_FRAGMENTO DEL TEXTO_:

Según Edward Albee, el título de su obra de 1962 es una referencia directa a la canción que dos de los tres cerditos cantan desafiantes para expresar su despreocupación por la llegada del lobo feroz: “¿quién teme al lobo feroz?” es un lema aparentemente inocente, el de quienes se creen a salvo de una amenaza mortal aun cuando la protección erigida contra esta amenaza (casas de paja o palitos) es poco fiable. Y así nosotros, con medios precarios, cancioncillas simples y ruido, intentamos olvidar lo que nos produce dolor, incomodidad o miedo: hablamos por no pensar, nos indignamos para no hacer, nos reímos para encontrar distancia. En la obra, continúa Albee, se añade una capa de abstracción: quién teme a Virginia Woolf significa quién teme al lobo feroz, que significa, quién tiene miedo a vivir sin hacerse demasiadas ilusiones, sin inventarse mentiras, sin fantasías que nos justifiquen. Vista así, la obra aquiere su plena relevancia hoy en día: no es sobre su anécdota, sino sobre todos nosotros y nuestra incapacidad de enfrentarnos a verdades espinosas. La obra es, explícitamente, un exorcismo de la fantasía como modelo de vida. Y nos deja preguntándonos si es posible vivir sin ella.
El texto de Albee suele considerarse un poco a la ligera como una excusa para un show actoral. Recientemente un gran director teatral catalán me comentaba que no le gustaba la obra porque no veía razón alguna en dos personas que se gritan toda la noche. Esto es efecto de una historia de producciones. Ciertamente, es tentador limitar la obra a sus aspectos más espectaculares: George y Martha se atacan con ferocidad, y la catarsis final dejará satisfechos a muchos espectadores como si, en cierto modo, tanta bilis recibiera su justo merecido. O algo así. Pero ¿Quién teme a Virginia Woolf? es también una obra bien construida en el que se empieza con un juego y se termina cuando éste se revela imposible y hay que enfrentarse a la realidad. Una realidad que, sí, es temible. La estructra presenta a una pareja que en su casa de paja parece cantar que no teme al lobo feroz para darse cuenta, cuando la casa se derrumba, que el lobo feroz es temible. El final de la obra consiste precisamente en reconocer que a pesar de todo lo anterior, Martha teme la brutal realidad, la vida sin ilusiones ni coartadas, es casi imposible y el alcohol no puede, por sí mismo, sustentarla.

_ENTRADAS PROPORCIONADAS_:
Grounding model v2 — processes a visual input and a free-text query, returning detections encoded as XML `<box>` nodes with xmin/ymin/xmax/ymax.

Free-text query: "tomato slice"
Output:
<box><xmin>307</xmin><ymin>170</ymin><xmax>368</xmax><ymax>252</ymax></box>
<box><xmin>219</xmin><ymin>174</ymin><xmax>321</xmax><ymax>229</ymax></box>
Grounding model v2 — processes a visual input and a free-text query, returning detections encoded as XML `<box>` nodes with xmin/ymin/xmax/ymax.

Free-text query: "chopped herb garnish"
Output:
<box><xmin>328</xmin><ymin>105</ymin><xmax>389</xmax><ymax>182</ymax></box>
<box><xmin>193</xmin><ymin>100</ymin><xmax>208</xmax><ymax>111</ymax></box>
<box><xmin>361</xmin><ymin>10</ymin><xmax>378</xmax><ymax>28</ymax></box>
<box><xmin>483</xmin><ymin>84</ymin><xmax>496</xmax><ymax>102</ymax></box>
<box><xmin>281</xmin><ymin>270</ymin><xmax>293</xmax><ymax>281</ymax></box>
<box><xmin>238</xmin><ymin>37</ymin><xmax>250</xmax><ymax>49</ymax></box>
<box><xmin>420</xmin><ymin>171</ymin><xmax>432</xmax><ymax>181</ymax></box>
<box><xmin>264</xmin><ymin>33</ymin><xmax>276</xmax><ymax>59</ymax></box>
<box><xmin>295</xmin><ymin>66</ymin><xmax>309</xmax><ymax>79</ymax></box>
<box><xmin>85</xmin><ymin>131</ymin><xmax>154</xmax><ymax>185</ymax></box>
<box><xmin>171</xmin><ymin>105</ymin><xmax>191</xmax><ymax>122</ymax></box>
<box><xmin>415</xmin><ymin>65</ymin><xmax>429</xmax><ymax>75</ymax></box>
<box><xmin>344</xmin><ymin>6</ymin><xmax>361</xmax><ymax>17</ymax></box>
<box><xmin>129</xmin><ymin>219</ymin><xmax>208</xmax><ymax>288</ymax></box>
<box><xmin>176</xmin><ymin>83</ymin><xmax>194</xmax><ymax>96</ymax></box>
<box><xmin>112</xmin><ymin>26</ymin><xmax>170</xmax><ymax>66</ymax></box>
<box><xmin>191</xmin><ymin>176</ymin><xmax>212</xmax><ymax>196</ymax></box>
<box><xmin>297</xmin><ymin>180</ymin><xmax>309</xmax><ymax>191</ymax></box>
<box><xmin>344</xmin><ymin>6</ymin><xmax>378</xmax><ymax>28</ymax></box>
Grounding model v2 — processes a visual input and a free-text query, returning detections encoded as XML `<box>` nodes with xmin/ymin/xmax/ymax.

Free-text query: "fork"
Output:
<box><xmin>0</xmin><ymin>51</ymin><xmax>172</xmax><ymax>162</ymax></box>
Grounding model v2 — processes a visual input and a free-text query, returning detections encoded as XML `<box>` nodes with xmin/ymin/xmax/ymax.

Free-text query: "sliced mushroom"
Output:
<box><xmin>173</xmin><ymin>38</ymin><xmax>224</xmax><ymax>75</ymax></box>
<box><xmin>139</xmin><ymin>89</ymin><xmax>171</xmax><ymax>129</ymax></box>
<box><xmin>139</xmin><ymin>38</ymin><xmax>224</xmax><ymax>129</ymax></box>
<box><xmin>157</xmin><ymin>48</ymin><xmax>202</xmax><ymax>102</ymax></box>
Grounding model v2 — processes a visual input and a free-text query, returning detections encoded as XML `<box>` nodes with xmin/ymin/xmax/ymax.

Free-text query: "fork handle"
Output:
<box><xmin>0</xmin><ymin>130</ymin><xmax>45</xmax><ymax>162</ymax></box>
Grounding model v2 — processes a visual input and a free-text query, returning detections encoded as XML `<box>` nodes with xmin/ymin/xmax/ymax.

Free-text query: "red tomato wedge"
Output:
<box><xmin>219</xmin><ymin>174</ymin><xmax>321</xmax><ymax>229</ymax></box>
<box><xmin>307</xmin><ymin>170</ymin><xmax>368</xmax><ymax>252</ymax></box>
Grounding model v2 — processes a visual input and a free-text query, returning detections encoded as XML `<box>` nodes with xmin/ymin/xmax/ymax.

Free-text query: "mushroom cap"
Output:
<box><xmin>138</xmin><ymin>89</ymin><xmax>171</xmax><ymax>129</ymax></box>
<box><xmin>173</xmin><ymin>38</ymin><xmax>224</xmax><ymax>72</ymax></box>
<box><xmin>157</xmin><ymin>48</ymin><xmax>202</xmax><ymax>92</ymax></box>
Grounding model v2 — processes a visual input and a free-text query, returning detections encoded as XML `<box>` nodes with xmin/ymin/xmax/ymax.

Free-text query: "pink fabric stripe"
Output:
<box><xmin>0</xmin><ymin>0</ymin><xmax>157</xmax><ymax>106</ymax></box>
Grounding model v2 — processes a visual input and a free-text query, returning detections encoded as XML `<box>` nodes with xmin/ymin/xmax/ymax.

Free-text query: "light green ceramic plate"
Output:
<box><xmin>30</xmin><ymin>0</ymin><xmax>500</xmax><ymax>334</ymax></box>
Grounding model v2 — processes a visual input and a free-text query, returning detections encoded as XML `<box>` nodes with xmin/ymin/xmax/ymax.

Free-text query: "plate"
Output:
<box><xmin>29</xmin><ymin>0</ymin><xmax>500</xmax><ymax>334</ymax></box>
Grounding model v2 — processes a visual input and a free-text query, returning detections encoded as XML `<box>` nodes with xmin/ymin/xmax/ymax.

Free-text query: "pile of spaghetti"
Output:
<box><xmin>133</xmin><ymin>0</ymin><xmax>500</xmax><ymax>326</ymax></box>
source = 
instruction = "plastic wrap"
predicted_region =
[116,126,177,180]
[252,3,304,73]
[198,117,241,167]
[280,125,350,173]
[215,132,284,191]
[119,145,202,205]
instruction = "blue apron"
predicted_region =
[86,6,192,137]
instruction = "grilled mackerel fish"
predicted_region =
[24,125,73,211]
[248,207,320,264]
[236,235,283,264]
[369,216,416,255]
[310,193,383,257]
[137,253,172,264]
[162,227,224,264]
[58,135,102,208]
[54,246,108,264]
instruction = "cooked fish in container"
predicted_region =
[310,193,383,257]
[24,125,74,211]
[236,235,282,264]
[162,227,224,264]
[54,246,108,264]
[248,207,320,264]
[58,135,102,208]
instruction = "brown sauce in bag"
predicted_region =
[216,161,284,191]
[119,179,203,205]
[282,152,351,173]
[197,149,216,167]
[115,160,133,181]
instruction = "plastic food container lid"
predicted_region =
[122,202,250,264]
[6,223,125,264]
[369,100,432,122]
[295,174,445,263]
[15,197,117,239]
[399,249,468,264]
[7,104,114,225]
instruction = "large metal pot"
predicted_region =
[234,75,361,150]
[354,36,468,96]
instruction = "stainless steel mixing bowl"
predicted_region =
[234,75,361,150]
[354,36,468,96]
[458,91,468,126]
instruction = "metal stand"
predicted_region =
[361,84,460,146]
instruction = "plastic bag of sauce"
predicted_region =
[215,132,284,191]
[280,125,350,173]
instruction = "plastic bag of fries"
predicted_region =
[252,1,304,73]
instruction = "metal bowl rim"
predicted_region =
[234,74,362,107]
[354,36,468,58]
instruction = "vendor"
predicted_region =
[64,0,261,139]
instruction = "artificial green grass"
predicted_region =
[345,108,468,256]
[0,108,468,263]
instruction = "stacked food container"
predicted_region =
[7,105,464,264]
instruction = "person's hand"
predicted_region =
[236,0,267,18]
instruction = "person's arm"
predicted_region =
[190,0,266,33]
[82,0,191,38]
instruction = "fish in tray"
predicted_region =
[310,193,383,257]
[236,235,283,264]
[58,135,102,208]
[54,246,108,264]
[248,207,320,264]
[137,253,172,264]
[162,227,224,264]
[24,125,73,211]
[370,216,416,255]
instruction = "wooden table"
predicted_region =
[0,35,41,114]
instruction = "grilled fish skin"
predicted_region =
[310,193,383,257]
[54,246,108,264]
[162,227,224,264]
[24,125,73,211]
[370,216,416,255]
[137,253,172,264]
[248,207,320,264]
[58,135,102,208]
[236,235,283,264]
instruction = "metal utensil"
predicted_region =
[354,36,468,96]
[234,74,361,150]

_DESCRIPCIÓN DEL EJERCICIO_: Continúa el texto sobre la obra ¿Quién teme a Virginia Woolf? a partir de su última oración.

_RESULTADO ESPERADO_:
Dada la relación entre espectáculo y tema en la obra, resulta mucho más difícil de poner en escena de lo que parece. Si se deja sueltos a los actores, su tendencia natural será desmelenarse. Hace falta un buen director, en este caso James MacDonald, que se asegure de que más allá del ruido y la furia, el arco de la obra queda bien ilustrado: que George y Martha han naturalizado la discusión marital, que ofrecen la histeria como espectáculo, que a partir de una indiscreción de Martha, que no ha sabido distinguir el juego y la verdad, lo que sustenta la comedia deja de ser posible, y que George se ve obligado a poner fin a la cancioncilla y obligar a Martha a reconocer que sí, que ella tiene miedo. Como todos.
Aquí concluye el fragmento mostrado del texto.